## Perintah Tugas 1
Tentukan apakah setiap pernyataan berikut sesuai dengan kutipan tentang norma-norma, lalu jawab ya atau tidak disertai kata-kata penentu dari kutipan itu yang dikutip persis.
(a) Kutipan itu menyebut norma-norma sudah terbukti bermanfaat selama berabad-abad.
(b) Bagian Halaman Dua berasal dari Sedarlah! terbitan tahun 1990.
(c) Kutipan itu menyebut penggunaan tempat sampah untuk hal-hal yang tak berguna sebagai tindakan bijaksana.
## Perintah Tugas 2
Jawablah pertanyaan berikut berdasarkan kutipan tentang norma-norma.
(a) Bahasa apa yang tercantum di bawah nama Menara Pengawal?
(b) Apa yang dibuang dunia dengan banyak cara?
(c) Apa judul artikel yang tercantum setelah bagian Halaman Dua?
## Perintah Tugas 3
Lanjutkan kutipan tentang norma-norma mulai dari baris terakhirnya.

## Kutipan Dokumen
──────────────────────────────

PERPUSTAKAAN ONLINE Menara Pengawal
PERPUSTAKAAN ONLINE
Menara Pengawal
Indonesia
  • ALKITAB
  • PUBLIKASI
  • PERHIMPUNAN
  • Halaman Dua
    Sedarlah!—1989 (No. 30) | Sedarlah!—1989 (No. 30)
    • Halaman Dua

      Dengan banyak cara dunia membuang norma-norma atau nilai-nilai sejati. Namun bagaimana dengan anda? Apakah anda menganggap sebagai sampah norma-norma yang sudah terbukti bermanfaat selama berabad-abad? Atau apakah anda dengan bijaksana menggunakan tempat sampah untuk hal-hal yang tak berguna dan tetap menyimpan norma-norma sebagai kekuatan yang membimbing kehidupan anda?

  • Apa yang Terjadi dengan Norma-Norma?
    Sedarlah!—1989 (No. 30) | Sedarlah!—1989 (No. 30)
    • Apa yang Terjadi dengan Norma-Norma?

──────────────────────────────

## Data Hasil Ekstraksi
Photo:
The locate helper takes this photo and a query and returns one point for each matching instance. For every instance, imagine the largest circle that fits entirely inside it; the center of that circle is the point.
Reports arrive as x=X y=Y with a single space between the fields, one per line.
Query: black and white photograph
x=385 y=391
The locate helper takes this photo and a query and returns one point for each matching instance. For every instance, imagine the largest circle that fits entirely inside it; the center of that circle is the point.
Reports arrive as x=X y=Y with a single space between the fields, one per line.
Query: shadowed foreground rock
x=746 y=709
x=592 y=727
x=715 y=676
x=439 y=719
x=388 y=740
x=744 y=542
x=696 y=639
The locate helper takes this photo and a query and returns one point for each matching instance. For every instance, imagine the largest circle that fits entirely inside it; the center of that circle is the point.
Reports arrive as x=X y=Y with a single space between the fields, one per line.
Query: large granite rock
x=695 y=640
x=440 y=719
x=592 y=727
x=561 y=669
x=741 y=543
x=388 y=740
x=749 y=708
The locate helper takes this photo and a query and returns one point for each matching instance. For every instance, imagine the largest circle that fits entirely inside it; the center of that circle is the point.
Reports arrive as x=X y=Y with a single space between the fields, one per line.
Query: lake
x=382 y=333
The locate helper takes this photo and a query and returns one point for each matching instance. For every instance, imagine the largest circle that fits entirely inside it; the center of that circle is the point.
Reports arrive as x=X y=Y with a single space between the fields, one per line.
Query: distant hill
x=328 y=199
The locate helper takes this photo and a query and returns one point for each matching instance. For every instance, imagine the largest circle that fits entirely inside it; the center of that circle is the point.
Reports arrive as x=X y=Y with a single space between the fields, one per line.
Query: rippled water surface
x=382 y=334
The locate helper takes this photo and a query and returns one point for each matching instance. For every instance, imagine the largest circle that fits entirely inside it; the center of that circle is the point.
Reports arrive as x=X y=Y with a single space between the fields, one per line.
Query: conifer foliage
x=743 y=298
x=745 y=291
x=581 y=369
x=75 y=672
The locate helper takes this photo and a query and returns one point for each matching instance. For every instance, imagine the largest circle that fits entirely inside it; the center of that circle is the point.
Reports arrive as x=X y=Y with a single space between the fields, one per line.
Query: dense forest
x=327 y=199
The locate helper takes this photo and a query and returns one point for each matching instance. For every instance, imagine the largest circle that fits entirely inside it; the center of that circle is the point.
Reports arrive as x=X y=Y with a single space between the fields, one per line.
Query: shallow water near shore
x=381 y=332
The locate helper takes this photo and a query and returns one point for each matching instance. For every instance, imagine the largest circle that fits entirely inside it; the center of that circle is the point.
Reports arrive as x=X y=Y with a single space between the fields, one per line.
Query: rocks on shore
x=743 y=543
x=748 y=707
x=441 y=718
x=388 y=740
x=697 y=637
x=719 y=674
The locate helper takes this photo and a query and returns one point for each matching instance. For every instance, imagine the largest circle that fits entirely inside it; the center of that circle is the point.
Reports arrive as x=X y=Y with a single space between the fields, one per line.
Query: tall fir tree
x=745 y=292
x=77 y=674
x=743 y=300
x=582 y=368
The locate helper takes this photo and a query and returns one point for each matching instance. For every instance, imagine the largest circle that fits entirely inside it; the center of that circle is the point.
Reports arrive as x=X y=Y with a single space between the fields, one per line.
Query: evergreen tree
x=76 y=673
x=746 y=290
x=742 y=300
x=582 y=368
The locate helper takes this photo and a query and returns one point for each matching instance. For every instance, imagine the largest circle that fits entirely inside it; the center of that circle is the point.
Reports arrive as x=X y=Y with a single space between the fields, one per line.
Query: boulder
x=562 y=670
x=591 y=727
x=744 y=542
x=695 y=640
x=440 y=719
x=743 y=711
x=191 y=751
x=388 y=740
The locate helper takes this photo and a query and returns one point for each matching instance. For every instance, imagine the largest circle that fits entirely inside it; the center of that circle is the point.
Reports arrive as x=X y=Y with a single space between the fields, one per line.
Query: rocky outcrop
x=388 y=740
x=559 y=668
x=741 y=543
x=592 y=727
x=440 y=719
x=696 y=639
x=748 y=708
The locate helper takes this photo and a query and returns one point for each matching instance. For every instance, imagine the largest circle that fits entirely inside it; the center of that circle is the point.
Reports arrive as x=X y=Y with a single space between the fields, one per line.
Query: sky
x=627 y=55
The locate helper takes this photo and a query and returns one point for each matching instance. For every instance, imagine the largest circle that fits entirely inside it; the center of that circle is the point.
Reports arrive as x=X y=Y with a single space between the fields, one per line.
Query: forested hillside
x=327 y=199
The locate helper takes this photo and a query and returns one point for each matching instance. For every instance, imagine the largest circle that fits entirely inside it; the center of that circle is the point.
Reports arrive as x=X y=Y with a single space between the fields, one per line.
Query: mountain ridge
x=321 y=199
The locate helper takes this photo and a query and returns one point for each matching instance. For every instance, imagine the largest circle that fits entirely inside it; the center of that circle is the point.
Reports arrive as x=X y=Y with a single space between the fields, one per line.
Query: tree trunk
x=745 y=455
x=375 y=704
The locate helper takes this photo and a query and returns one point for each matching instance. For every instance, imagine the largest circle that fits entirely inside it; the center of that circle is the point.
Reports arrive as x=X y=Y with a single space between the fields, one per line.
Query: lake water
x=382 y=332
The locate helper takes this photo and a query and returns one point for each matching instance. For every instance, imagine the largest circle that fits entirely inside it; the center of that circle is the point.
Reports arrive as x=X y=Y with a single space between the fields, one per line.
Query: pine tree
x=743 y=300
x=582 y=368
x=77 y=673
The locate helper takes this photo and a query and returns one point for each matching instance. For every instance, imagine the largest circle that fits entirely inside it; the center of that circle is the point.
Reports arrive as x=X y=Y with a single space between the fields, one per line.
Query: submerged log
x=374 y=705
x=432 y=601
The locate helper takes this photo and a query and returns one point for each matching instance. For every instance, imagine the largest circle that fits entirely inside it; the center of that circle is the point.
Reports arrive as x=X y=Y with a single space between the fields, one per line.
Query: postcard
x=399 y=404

──────────────────────────────

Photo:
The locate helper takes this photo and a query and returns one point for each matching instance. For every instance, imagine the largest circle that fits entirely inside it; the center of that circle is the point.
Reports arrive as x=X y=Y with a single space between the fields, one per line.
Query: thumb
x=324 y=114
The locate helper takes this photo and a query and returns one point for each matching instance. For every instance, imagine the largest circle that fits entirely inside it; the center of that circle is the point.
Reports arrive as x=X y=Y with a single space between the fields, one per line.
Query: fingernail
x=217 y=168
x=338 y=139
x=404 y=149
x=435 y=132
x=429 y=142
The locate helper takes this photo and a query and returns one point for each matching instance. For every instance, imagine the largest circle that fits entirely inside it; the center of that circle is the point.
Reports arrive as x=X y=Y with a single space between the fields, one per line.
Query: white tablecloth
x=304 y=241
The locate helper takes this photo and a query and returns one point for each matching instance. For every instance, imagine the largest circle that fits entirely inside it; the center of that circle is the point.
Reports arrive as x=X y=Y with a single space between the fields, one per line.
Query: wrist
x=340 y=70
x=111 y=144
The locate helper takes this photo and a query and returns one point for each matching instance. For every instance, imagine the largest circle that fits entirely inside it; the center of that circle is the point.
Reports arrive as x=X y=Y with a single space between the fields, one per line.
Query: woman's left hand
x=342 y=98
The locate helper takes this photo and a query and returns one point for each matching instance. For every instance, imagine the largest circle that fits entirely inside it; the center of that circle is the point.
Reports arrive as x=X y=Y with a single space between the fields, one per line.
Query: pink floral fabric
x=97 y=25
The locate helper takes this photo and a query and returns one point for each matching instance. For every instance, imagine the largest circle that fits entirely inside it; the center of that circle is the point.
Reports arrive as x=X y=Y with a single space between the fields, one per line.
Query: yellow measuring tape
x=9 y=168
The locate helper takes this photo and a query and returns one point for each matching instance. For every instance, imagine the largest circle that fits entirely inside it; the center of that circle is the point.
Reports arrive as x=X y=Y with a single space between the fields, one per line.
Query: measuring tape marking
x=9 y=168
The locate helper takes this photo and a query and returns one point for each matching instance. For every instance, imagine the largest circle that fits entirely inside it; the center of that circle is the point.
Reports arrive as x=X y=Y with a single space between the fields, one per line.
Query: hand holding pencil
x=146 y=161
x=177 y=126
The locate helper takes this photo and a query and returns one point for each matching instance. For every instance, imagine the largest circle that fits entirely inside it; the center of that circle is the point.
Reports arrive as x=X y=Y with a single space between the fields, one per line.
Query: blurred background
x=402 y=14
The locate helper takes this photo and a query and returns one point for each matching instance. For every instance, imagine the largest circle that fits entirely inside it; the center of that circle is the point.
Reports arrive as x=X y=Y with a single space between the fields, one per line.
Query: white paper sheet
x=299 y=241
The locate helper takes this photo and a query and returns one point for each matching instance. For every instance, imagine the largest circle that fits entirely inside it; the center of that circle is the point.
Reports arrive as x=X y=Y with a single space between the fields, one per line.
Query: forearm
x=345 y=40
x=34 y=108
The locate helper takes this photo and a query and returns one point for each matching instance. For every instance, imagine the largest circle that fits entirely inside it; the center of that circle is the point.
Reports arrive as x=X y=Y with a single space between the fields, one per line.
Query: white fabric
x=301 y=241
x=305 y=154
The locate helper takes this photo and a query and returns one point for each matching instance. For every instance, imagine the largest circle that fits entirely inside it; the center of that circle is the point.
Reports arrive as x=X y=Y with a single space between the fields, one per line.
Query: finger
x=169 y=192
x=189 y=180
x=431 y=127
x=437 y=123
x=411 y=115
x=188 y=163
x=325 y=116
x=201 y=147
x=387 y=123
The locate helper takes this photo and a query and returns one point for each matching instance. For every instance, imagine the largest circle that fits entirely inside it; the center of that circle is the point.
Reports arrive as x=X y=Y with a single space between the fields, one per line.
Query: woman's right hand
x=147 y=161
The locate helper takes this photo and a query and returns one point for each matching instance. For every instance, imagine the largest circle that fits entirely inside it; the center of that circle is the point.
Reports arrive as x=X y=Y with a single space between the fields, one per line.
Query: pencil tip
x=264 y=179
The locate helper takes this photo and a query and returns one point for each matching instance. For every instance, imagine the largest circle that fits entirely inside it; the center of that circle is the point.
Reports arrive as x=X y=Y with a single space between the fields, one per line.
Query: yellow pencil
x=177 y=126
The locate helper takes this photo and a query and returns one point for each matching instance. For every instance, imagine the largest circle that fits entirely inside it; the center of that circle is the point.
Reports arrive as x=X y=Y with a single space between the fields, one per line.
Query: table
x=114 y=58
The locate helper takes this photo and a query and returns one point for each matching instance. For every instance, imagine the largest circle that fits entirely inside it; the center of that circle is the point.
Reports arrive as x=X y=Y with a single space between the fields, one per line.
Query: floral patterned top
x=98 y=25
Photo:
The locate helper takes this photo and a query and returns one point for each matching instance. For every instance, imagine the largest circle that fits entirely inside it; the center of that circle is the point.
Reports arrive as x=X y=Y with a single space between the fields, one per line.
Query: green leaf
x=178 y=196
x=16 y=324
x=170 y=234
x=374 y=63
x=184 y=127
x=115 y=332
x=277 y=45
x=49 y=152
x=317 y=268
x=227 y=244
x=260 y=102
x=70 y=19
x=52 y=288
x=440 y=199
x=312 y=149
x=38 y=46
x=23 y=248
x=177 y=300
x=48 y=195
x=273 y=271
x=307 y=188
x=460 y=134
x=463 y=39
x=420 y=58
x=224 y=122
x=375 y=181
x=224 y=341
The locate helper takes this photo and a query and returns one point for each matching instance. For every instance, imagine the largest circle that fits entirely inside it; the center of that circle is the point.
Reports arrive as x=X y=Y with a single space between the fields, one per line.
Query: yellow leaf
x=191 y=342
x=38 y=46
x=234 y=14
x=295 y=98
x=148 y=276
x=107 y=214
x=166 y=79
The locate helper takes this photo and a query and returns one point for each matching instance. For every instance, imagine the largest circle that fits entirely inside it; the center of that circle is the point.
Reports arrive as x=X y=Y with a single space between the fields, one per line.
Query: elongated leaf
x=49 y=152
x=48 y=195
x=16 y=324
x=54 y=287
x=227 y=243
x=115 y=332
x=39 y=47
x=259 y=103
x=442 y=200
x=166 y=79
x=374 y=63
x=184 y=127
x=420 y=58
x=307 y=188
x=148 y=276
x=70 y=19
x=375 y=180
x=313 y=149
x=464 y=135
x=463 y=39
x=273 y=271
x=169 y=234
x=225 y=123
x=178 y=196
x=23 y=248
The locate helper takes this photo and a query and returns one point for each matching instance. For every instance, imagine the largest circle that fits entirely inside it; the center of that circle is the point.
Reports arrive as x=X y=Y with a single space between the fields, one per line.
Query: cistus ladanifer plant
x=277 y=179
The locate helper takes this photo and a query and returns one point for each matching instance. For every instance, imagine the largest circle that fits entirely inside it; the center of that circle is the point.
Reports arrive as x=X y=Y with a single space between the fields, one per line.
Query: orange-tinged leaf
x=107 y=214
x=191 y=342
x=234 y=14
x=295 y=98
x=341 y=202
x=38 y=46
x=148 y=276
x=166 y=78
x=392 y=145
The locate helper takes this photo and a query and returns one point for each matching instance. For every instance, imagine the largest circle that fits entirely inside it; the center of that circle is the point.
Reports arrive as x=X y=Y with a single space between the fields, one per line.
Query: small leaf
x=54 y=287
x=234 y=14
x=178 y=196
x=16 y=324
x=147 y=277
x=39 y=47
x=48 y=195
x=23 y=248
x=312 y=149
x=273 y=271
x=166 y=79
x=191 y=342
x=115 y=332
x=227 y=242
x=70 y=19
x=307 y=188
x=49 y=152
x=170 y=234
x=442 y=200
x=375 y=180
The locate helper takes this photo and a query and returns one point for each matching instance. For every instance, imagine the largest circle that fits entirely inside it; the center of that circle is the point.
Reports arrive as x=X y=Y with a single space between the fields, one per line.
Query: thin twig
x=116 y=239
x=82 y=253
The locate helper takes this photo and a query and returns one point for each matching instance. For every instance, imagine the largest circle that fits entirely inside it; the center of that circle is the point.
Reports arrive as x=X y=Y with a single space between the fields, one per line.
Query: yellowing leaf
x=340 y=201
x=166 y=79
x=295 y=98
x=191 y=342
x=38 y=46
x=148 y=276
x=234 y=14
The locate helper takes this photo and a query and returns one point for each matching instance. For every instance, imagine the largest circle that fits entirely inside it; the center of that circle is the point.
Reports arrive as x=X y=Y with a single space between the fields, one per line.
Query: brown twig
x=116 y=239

──────────────────────────────

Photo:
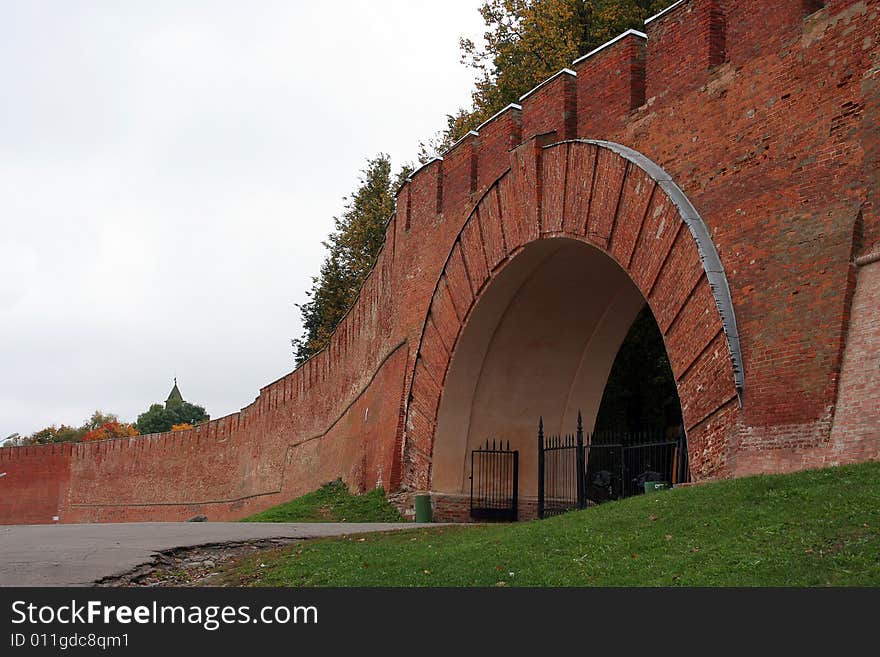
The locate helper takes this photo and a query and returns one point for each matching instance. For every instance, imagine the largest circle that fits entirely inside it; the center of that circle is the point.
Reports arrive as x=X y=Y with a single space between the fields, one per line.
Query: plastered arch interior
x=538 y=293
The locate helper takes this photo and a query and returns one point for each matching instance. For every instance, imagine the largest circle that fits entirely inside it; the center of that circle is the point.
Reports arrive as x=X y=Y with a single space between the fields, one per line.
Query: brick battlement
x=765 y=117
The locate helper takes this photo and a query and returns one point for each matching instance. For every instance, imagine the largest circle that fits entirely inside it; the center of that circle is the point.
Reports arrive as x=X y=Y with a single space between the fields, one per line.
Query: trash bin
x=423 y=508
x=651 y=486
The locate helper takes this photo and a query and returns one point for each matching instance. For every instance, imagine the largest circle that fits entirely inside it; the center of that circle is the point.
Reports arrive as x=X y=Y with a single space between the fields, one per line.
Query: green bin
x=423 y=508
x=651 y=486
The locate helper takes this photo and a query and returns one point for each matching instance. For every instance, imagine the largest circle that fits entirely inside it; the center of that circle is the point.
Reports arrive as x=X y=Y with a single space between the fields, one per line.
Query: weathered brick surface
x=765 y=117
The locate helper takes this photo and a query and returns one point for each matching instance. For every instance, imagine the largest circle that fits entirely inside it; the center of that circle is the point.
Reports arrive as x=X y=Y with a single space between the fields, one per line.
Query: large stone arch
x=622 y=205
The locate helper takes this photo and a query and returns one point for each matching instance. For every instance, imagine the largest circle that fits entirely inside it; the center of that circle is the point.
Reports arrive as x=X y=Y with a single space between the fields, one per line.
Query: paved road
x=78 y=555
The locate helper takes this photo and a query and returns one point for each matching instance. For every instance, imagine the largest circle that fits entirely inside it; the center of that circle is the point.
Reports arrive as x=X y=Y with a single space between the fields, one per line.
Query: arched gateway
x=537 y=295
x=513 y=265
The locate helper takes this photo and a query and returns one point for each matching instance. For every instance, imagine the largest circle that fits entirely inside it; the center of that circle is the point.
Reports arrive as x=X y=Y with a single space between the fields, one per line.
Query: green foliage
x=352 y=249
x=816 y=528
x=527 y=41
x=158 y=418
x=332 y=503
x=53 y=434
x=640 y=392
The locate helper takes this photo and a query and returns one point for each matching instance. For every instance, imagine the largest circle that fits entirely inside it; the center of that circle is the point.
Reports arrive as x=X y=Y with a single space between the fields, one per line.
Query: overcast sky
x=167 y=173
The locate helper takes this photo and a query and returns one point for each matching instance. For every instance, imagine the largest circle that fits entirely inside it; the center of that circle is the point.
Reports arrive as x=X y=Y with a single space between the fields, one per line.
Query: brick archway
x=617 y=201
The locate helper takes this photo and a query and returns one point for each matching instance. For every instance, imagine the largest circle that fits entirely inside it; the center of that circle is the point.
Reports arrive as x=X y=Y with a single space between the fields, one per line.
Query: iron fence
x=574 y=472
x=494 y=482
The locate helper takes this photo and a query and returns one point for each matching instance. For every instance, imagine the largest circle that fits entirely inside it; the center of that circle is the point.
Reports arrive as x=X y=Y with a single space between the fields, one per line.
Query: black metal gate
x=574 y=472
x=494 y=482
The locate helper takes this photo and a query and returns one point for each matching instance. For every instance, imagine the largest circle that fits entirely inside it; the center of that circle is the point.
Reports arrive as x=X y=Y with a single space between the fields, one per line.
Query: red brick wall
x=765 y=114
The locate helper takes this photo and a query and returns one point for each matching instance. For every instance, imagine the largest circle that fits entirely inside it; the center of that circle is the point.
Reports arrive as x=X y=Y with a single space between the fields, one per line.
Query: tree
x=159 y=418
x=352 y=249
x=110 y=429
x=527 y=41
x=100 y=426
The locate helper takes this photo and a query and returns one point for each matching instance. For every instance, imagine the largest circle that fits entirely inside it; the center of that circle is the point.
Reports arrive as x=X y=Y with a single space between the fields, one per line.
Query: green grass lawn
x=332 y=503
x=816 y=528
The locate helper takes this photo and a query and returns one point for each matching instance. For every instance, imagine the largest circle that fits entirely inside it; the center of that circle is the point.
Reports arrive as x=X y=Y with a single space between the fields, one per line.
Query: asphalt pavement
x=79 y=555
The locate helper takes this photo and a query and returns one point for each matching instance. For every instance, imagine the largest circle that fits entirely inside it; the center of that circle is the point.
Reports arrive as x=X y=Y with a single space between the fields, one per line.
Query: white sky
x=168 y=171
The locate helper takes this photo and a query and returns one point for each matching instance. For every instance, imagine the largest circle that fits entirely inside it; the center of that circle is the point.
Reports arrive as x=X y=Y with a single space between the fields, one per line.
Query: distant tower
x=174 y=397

──────────────────────────────

## Jawaban Tertulis 1
(a) Ya: "norma-norma yang sudah terbukti bermanfaat selama berabad-abad"
(b) Tidak: "Sedarlah!—1989 (No. 30)"
(c) Ya: "dengan bijaksana menggunakan tempat sampah untuk hal-hal yang tak berguna"

## Jawaban Tertulis 2
(a) Indonesia.
(b) Norma-norma atau nilai-nilai sejati.
(c) "Apa yang Terjadi dengan Norma-Norma?"

## Jawaban Tertulis 3
      Dalam pidatonya pada Hari Gencatan Senjata pada tahun 1948, Jenderal Omar N. Bradley mengatakan, ”Kita mempunyai terlalu banyak manusia ilmiah, terlalu sedikit manusia rohani. Kita telah menguasai misteri atom tetapi menolak Khotbah di Bukit. . . . Dunia kita penuh dengan raksasa-raksasa nuklir namun bayi-bayi dalam hal etika. Kita tahu lebih banyak mengenai perang daripada perdamaian, tahu lebih banyak mengenai membunuh daripada kehidupan.” ”Umat manusia,” katanya, ”berada dalam bahaya terjerat dalam dunia ini oleh kementahan moral.”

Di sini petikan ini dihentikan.